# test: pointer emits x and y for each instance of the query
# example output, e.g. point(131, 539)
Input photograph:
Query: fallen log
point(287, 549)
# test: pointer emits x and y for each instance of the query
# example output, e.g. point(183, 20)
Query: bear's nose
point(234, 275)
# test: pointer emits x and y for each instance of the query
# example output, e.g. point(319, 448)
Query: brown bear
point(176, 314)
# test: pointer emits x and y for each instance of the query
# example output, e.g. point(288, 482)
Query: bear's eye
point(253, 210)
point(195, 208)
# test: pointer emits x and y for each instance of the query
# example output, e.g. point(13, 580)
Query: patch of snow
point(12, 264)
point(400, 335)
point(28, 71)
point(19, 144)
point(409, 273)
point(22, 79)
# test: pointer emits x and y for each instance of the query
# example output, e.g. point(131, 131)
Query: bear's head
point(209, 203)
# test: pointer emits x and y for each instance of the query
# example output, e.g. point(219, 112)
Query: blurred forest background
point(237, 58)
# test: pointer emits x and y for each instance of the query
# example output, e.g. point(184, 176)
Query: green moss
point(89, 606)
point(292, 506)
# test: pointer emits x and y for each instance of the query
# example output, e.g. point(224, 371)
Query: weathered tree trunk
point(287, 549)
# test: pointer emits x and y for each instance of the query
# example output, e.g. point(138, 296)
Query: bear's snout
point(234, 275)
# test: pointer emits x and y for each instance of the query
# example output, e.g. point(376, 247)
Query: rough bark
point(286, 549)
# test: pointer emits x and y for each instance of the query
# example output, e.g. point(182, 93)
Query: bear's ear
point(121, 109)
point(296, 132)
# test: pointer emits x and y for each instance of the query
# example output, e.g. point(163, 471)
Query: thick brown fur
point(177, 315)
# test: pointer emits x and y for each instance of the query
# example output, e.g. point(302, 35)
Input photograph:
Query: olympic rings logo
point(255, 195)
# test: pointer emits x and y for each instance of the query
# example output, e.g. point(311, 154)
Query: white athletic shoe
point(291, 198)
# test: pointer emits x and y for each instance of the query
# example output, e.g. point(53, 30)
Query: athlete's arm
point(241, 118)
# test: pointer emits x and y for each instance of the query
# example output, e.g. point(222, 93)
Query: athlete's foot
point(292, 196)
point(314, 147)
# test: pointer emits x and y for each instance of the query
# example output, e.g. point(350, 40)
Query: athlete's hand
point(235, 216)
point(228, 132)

===============

Try it:
Restate the whole of the material exactly.

Answer space:
# test: pointer emits x and y for each instance of the query
# example output, e.g. point(131, 539)
Input photograph:
Query: fallen log
point(287, 549)
# test: pointer emits x and y for each instance of the query
# example output, e.g. point(183, 20)
Query: bear's nose
point(234, 275)
# test: pointer emits x and y for each instance of the query
# example output, e.g. point(319, 448)
Query: brown bear
point(176, 314)
# test: pointer emits x and y for each instance of the query
# example output, e.g. point(288, 482)
Query: bear's eye
point(253, 210)
point(195, 208)
# test: pointer emits x and y for each instance of the query
# example output, e.g. point(13, 580)
Query: patch of snow
point(12, 264)
point(400, 335)
point(28, 71)
point(19, 144)
point(409, 273)
point(22, 79)
# test: pointer emits x and y for each instance of the query
# example output, e.g. point(131, 131)
Query: bear's head
point(209, 203)
# test: pointer emits x and y for each instance of the query
# example output, e.g. point(219, 112)
Query: blurred forest background
point(237, 58)
# test: pointer emits x and y for each instance of the query
# example output, e.g. point(184, 176)
Query: green moss
point(89, 606)
point(292, 506)
# test: pointer emits x and y for each instance of the query
# example output, e.g. point(224, 371)
Query: weathered tree trunk
point(287, 549)
# test: pointer emits x and y for each instance of the query
# example output, e.g. point(138, 296)
Query: bear's snout
point(234, 275)
# test: pointer emits x and y for each instance of the query
# example output, e.g. point(376, 247)
Query: rough bark
point(286, 549)
# test: pointer emits x and y for each instance of the query
# example output, e.g. point(182, 93)
Query: bear's ear
point(121, 109)
point(296, 132)
# test: pointer emits x and y for each instance of the query
# example output, e.g. point(163, 471)
Query: thick brown fur
point(177, 315)
# test: pointer emits x and y for each instance of the query
# example output, e.g. point(302, 35)
Input photograph:
Query: olympic rings logo
point(255, 195)
# test: pointer emits x and y for each instance of the query
# example output, e.g. point(311, 154)
Query: white athletic shoe
point(291, 198)
# test: pointer emits x and y for each instance of the query
# example output, e.g. point(53, 30)
Query: athlete's arm
point(241, 118)
# test: pointer emits x and y for each instance of the query
# example output, e.g. point(222, 93)
Query: athlete's foot
point(292, 196)
point(314, 147)
# test: pointer emits x and y for each instance of the query
# example output, e.g. point(350, 40)
Query: athlete's hand
point(235, 216)
point(228, 132)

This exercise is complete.